**文書**

----------------

被測定物の形状によっては、テーブルに登録された傾き角度以外で使用したい場合があるが、特許文献1に記載の技術では、使用したい傾き角度での測定力指令値が登録されていないため、正確な測定が行えない。
【0008】
また、検出器本体の傾き角度を細かく指定可能にすると、必要とされるメモリ容量が著しく増大する。
さらには、未登録のスタイラスを使用したい場合、ユーザが、使用したい新たなスタイラスと、スタイラスホルダの種類、測定方向、傾き角度毎の測定力指令値を求めて登録しておかなければならないため、ユーザの作業負担が大きい。
【0009】
本発明の目的は、検出手段移動機構の傾き角度を任意の角度に変更した場合でも正確な測定を行うことができ、しかも、メモリ容量も少なくでき、更に、新たなスタイラスを使用したい場合でもユーザに対する作業負担を軽減できる表面性状測定機を提供することにある。

----------------

**保存データ**

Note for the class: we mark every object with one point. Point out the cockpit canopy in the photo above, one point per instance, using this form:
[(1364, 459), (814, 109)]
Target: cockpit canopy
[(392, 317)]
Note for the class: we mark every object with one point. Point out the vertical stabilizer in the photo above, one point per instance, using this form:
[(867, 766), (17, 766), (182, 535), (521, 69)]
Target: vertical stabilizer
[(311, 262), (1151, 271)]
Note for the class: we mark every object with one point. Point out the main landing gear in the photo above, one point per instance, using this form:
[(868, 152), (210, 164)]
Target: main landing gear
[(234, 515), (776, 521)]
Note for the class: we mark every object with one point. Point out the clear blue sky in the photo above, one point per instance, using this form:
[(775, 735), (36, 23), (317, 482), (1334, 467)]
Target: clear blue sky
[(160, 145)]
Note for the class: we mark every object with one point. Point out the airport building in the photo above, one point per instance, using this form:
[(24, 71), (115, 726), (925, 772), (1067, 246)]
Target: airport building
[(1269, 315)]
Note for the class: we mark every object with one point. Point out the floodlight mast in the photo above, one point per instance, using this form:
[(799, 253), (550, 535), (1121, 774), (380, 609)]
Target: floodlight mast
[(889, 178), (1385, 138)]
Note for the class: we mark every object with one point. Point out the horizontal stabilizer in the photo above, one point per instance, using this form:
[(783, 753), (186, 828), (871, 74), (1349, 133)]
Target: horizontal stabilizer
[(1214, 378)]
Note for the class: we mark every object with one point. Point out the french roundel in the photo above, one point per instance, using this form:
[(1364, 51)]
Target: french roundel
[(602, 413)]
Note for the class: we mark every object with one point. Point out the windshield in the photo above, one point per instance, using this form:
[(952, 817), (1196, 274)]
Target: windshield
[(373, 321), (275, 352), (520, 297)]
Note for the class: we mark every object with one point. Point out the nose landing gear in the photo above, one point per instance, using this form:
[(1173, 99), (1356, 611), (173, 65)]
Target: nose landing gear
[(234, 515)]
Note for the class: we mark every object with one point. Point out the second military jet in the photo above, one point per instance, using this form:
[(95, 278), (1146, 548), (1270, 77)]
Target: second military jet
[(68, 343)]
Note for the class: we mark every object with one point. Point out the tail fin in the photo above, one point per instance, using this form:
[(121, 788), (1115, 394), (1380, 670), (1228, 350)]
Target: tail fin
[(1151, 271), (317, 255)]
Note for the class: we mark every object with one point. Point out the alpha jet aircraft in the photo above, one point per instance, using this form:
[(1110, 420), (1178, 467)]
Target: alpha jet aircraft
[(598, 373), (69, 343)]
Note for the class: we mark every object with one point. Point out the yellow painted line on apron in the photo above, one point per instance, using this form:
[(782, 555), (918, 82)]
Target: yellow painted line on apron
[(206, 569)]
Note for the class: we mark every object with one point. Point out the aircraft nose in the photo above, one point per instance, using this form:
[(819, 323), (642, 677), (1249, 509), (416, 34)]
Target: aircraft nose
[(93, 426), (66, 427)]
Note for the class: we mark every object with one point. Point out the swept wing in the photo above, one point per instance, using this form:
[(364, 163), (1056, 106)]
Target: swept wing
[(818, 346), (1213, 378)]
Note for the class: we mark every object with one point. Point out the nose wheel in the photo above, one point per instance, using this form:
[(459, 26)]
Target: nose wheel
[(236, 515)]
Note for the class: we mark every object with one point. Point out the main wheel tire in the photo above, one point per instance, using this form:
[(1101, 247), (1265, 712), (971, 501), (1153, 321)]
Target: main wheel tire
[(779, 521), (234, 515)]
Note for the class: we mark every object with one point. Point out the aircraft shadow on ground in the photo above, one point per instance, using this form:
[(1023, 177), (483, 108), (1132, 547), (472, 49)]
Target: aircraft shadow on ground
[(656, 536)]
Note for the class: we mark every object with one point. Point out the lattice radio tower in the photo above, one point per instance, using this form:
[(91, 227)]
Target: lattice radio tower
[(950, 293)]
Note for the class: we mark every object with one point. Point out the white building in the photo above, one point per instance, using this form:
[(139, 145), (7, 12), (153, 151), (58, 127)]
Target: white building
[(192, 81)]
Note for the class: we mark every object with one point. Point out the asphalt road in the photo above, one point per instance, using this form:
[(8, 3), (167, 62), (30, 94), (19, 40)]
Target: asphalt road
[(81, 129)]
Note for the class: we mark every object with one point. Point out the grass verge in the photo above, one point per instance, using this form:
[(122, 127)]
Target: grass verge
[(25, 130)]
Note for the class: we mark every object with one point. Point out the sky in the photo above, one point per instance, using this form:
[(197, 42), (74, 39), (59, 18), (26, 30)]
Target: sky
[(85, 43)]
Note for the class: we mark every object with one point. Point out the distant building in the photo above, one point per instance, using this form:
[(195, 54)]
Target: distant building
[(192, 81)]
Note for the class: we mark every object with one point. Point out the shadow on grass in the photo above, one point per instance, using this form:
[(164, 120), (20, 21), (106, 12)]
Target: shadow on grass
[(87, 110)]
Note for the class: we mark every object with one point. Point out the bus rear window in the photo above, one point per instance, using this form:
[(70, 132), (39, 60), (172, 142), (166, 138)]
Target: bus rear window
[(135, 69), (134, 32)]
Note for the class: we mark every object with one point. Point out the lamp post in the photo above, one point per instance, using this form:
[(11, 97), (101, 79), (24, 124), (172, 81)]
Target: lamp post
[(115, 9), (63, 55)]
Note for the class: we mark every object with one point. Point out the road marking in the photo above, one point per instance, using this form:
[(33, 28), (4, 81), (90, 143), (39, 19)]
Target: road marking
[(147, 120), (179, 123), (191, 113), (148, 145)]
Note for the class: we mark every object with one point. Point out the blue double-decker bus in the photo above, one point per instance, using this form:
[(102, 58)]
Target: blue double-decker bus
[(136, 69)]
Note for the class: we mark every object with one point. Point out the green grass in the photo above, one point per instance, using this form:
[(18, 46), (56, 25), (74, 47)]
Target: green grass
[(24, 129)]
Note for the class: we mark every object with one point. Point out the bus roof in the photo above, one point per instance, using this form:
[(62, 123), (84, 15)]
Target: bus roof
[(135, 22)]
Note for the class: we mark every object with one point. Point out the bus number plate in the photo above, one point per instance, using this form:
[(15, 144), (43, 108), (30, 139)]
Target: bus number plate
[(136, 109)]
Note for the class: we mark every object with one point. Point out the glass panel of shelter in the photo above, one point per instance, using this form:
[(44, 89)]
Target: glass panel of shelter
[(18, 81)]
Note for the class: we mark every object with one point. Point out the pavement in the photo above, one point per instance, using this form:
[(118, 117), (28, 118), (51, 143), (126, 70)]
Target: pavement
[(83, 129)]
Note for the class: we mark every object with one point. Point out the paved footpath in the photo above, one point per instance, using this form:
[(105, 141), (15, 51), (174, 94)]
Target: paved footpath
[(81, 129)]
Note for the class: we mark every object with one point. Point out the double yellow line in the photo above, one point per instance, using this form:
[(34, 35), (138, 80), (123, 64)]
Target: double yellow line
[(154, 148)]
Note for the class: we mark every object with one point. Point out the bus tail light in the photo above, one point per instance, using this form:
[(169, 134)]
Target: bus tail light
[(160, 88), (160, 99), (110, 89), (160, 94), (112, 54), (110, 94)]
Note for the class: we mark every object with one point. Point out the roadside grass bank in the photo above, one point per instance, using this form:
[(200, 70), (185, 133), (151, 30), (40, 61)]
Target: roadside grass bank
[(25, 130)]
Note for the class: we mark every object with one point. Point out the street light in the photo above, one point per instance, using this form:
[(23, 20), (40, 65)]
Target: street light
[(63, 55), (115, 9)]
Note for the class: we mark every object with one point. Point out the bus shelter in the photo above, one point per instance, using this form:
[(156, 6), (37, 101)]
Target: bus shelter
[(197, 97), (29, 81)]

----------------

**問題**
文書のうち「被測定物の形状によっては、テ」を含む箇所から「ならないため、ユーザの作業負担が大きい。」までを、「ユーザ」を「利用者」に入れ替えて書き出せ。

**解答**
被測定物の形状によっては、テーブルに登録された傾き角度以外で使用したい場合があるが、特許文献1に記載の技術では、使用したい傾き角度での測定力指令値が登録されていないため、正確な測定が行えない。
【0008】
また、検出器本体の傾き角度を細かく指定可能にすると、必要とされるメモリ容量が著しく増大する。
さらには、未登録のスタイラスを使用したい場合、利用者が、使用したい新たなスタイラスと、スタイラスホルダの種類、測定方向、傾き角度毎の測定力指令値を求めて登録しておかなければならないため、利用者の作業負担が大きい。